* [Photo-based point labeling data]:
---

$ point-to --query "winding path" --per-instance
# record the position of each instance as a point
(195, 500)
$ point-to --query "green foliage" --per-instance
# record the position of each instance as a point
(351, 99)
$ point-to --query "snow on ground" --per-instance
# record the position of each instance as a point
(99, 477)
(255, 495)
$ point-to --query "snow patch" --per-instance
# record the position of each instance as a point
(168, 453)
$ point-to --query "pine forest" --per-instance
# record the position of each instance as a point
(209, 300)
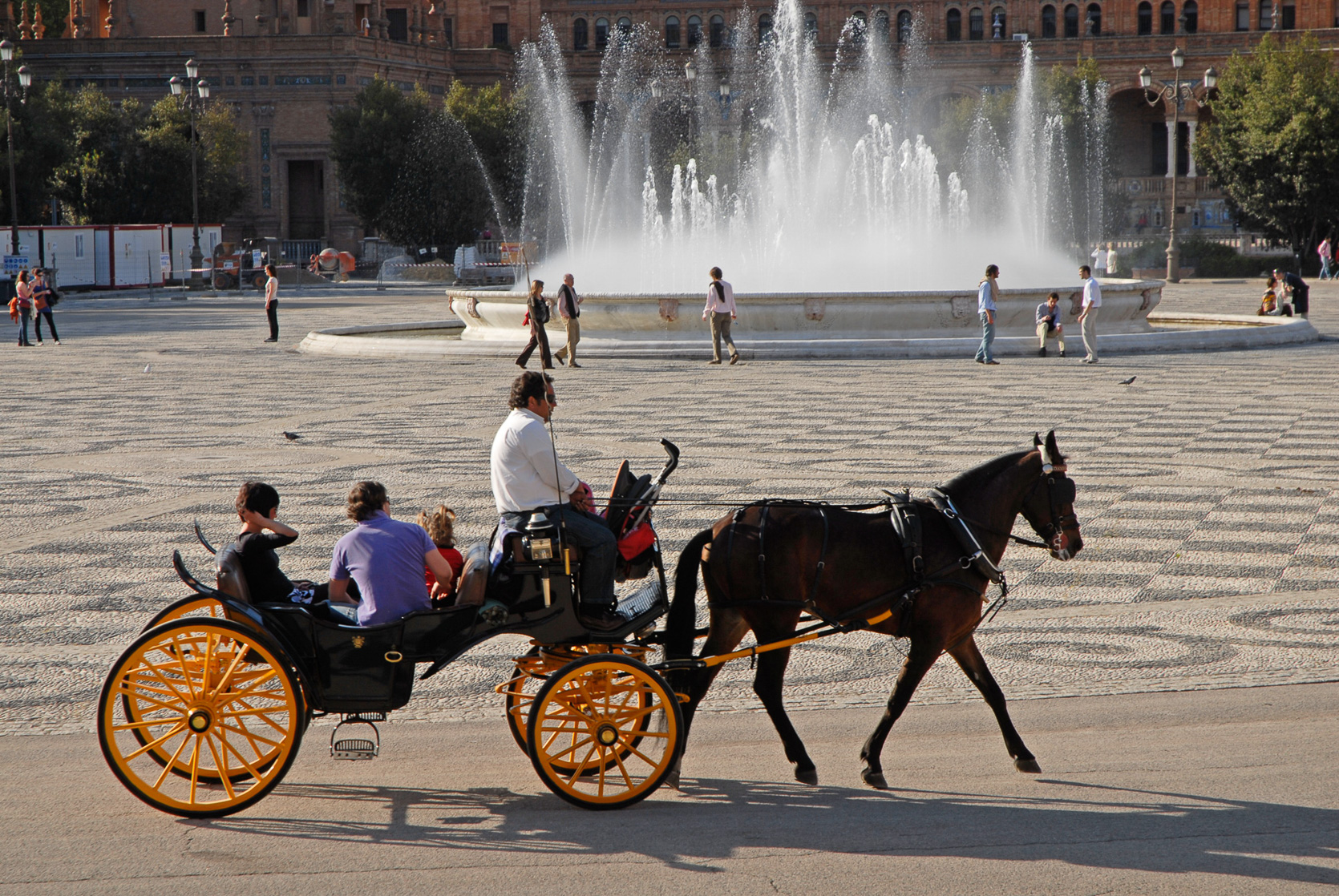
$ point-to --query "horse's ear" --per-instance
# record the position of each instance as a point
(1053, 450)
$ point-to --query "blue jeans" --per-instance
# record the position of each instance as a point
(592, 535)
(987, 337)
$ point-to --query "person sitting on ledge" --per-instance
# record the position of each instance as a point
(386, 558)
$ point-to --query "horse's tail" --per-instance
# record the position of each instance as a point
(682, 622)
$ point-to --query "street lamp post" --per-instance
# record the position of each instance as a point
(1175, 94)
(196, 93)
(24, 82)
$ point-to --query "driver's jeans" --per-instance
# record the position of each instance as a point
(592, 535)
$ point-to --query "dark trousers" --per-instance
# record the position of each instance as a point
(51, 323)
(537, 337)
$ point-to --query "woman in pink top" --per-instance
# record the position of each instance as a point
(24, 297)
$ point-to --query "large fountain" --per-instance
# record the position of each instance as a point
(813, 187)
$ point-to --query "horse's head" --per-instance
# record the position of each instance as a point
(1049, 505)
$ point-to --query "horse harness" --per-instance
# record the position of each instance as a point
(904, 515)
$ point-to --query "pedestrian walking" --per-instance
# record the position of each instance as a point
(1297, 289)
(23, 303)
(569, 307)
(987, 303)
(1099, 260)
(272, 303)
(42, 299)
(536, 315)
(1087, 317)
(721, 311)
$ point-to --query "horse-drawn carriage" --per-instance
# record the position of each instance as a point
(204, 712)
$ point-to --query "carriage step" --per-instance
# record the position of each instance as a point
(354, 749)
(358, 748)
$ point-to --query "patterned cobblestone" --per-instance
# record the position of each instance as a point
(1208, 488)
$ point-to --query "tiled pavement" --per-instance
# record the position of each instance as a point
(1208, 488)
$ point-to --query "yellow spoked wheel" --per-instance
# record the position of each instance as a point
(193, 606)
(200, 716)
(605, 732)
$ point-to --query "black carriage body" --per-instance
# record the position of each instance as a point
(366, 668)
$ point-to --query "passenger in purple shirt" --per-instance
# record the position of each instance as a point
(386, 558)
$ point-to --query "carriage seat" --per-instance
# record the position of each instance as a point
(229, 575)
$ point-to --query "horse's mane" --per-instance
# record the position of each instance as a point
(977, 476)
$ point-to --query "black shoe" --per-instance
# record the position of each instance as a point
(600, 619)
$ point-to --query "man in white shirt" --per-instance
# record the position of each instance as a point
(528, 476)
(1087, 317)
(721, 309)
(569, 305)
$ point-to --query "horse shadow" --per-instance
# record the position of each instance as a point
(1074, 822)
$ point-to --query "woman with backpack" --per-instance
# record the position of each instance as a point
(536, 315)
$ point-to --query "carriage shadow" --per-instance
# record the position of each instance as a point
(1074, 822)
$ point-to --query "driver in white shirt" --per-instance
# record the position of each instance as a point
(527, 477)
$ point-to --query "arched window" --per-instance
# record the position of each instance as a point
(1145, 18)
(694, 31)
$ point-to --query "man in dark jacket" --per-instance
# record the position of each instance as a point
(569, 307)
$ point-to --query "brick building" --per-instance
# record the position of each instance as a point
(285, 63)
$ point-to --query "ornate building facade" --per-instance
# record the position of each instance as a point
(283, 65)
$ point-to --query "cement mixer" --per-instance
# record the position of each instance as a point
(334, 264)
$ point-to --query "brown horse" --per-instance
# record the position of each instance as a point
(767, 563)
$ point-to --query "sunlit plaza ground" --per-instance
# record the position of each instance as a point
(1208, 490)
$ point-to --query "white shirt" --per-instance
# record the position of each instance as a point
(1091, 293)
(525, 472)
(714, 305)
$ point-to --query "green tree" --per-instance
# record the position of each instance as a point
(439, 197)
(1272, 145)
(496, 123)
(370, 141)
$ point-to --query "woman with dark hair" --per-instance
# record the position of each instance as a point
(272, 303)
(536, 315)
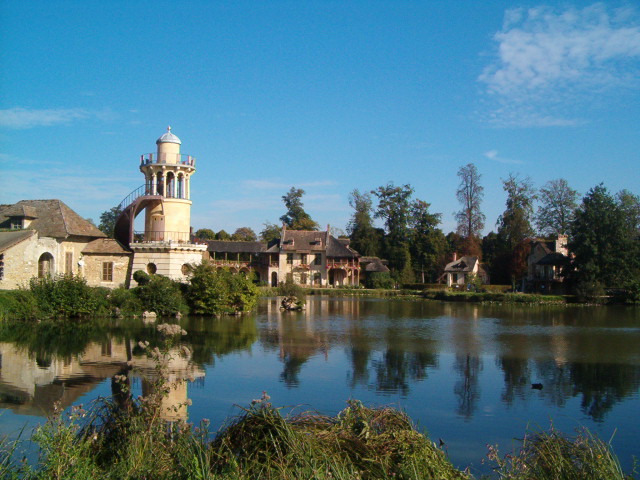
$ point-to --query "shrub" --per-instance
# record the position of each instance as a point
(125, 300)
(161, 295)
(292, 289)
(214, 292)
(18, 305)
(379, 280)
(141, 277)
(67, 297)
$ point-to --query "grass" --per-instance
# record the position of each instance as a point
(122, 438)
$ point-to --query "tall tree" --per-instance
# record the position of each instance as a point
(364, 236)
(244, 234)
(470, 193)
(601, 241)
(558, 205)
(394, 209)
(108, 220)
(296, 218)
(271, 231)
(630, 205)
(514, 225)
(427, 242)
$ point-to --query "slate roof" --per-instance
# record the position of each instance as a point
(103, 246)
(554, 258)
(226, 246)
(52, 218)
(303, 241)
(373, 264)
(463, 264)
(13, 237)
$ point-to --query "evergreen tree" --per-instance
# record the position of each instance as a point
(428, 244)
(365, 239)
(514, 225)
(108, 220)
(558, 205)
(394, 209)
(602, 242)
(271, 231)
(296, 218)
(470, 219)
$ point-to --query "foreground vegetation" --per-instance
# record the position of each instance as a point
(209, 292)
(125, 439)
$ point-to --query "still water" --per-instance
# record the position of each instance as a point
(464, 373)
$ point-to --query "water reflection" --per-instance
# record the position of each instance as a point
(389, 347)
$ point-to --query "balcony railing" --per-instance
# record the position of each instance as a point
(161, 237)
(168, 159)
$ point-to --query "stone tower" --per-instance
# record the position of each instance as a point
(165, 246)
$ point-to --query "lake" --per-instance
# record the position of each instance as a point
(463, 372)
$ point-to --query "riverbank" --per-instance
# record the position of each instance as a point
(124, 438)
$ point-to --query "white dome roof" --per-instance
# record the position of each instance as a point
(169, 138)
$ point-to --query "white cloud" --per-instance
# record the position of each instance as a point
(27, 118)
(493, 155)
(22, 118)
(547, 58)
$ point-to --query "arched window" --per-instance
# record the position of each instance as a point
(45, 265)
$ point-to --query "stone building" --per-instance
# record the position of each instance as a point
(165, 246)
(457, 273)
(546, 260)
(46, 237)
(306, 257)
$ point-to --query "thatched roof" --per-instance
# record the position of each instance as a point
(51, 218)
(10, 238)
(227, 246)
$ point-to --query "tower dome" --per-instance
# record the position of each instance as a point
(168, 138)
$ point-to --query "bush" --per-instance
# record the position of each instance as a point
(214, 292)
(162, 296)
(292, 289)
(125, 300)
(141, 278)
(67, 296)
(18, 305)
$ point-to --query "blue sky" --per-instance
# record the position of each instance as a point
(325, 96)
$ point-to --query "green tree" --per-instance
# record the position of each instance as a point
(213, 292)
(296, 218)
(271, 231)
(205, 234)
(108, 220)
(630, 205)
(427, 242)
(394, 210)
(470, 218)
(244, 234)
(558, 204)
(602, 242)
(365, 238)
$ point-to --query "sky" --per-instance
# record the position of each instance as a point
(327, 96)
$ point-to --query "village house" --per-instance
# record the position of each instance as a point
(545, 263)
(305, 257)
(46, 237)
(458, 272)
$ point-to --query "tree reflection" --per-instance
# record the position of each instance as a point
(466, 388)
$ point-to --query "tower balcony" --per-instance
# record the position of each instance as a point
(168, 159)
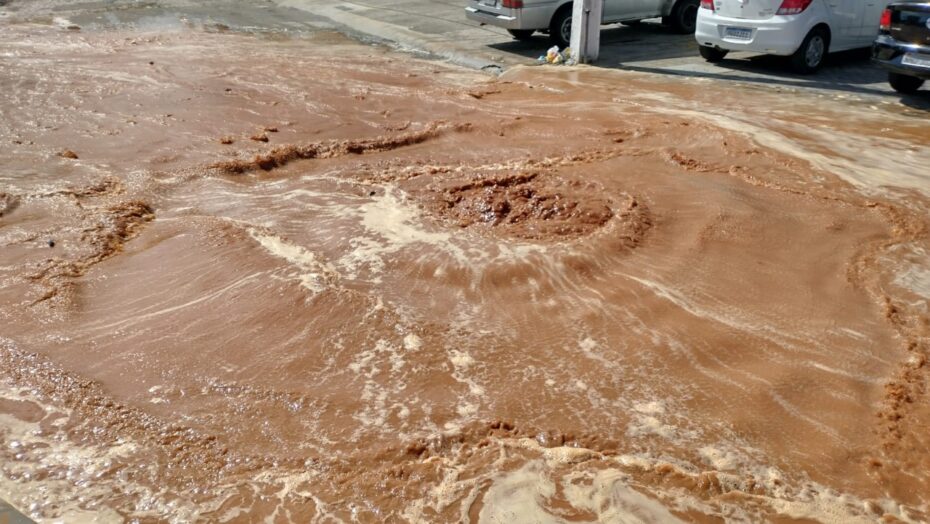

---

How many lines in the records contain the word "blue"? Give only the number.

* [Output below]:
2